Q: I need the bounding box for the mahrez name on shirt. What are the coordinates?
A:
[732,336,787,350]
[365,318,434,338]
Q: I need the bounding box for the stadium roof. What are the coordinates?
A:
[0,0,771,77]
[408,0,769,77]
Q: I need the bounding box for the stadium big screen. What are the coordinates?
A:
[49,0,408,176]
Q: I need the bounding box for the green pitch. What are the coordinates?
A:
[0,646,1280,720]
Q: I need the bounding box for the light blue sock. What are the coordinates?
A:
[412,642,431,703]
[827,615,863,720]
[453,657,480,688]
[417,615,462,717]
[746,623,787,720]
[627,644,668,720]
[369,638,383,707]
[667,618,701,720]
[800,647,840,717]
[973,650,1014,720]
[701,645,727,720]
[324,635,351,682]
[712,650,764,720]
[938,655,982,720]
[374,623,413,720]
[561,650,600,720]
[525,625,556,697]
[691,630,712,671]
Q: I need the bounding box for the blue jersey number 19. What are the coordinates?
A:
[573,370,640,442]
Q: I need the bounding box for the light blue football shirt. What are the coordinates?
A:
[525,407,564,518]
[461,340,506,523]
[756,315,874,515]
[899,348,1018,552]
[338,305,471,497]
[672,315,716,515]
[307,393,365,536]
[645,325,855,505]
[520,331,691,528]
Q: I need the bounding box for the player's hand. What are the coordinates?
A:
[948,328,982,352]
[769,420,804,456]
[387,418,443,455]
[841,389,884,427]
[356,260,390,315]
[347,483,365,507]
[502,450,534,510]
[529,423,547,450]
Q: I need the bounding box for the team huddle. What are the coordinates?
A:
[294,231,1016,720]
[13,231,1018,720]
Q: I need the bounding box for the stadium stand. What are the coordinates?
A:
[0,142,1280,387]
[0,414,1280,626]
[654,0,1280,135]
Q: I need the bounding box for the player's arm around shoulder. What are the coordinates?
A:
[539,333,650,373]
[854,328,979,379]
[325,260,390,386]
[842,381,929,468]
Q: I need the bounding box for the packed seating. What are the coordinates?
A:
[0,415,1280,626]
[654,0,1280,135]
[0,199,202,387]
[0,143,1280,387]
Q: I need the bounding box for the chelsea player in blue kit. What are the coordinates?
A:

+ + + + +

▶ _Directions_
Return every line of the data above verbatim, without any alteration.

▶ _Expected answer_
Q: I need the bounding box for the mahrez name on shirt. What are the coordinates?
A:
[732,336,787,350]
[365,318,434,338]
Q: I need the bounding box for the stadium roof. What are the coordinates?
A:
[0,0,771,77]
[408,0,769,77]
Q: I need the bounding box for the stadium big screen. What are the coordinates?
A:
[49,0,408,176]
Q: I need the bounding box for the green pitch. What are the coordinates?
A:
[0,646,1280,720]
Q: I need the bounding box for the light blue sock. What are the coordinates?
A:
[412,642,431,703]
[827,615,863,720]
[453,657,480,688]
[417,615,462,717]
[746,623,787,720]
[627,644,668,720]
[369,638,383,707]
[667,618,701,720]
[800,647,840,717]
[973,650,1014,720]
[701,645,727,720]
[324,635,351,682]
[712,650,764,720]
[938,655,982,720]
[374,623,413,720]
[561,650,600,720]
[525,625,556,697]
[691,630,712,671]
Q: I need the bounding box for the blue jersey number 19. What are the coordinates?
A:
[573,370,640,442]
Q: I need the bounding box for the light blue football shirt. What are the coordinates?
A:
[525,407,564,518]
[461,340,506,523]
[756,315,874,515]
[899,348,1018,552]
[338,305,471,497]
[672,315,716,515]
[307,393,365,536]
[645,325,855,505]
[520,331,691,528]
Q: I need the bounding box for the player's hand. What are the coordinates?
A:
[948,328,982,352]
[769,420,804,456]
[387,418,443,455]
[841,389,884,427]
[356,260,390,315]
[347,483,365,507]
[502,450,534,510]
[529,423,547,450]
Q: I need the bounding box for the team huddle. What are the coordinates?
A:
[294,231,1016,720]
[13,231,1018,720]
Q: I need the bounding box for the stadium stand. What are the coordinates?
A:
[0,142,1280,387]
[0,414,1280,626]
[654,0,1280,135]
Q: I need the bounding box for the player's arm around shoulder. What are the coordinates?
A:
[539,333,650,373]
[854,328,979,379]
[325,260,390,386]
[842,381,929,468]
Q: I need the bounding box for the packed seating. What are the coordinates?
A:
[0,415,1280,626]
[654,0,1280,135]
[0,199,202,387]
[0,143,1280,387]
Q: I need the bounding box for the chelsea player in blue kit. What are the coordinates?
A:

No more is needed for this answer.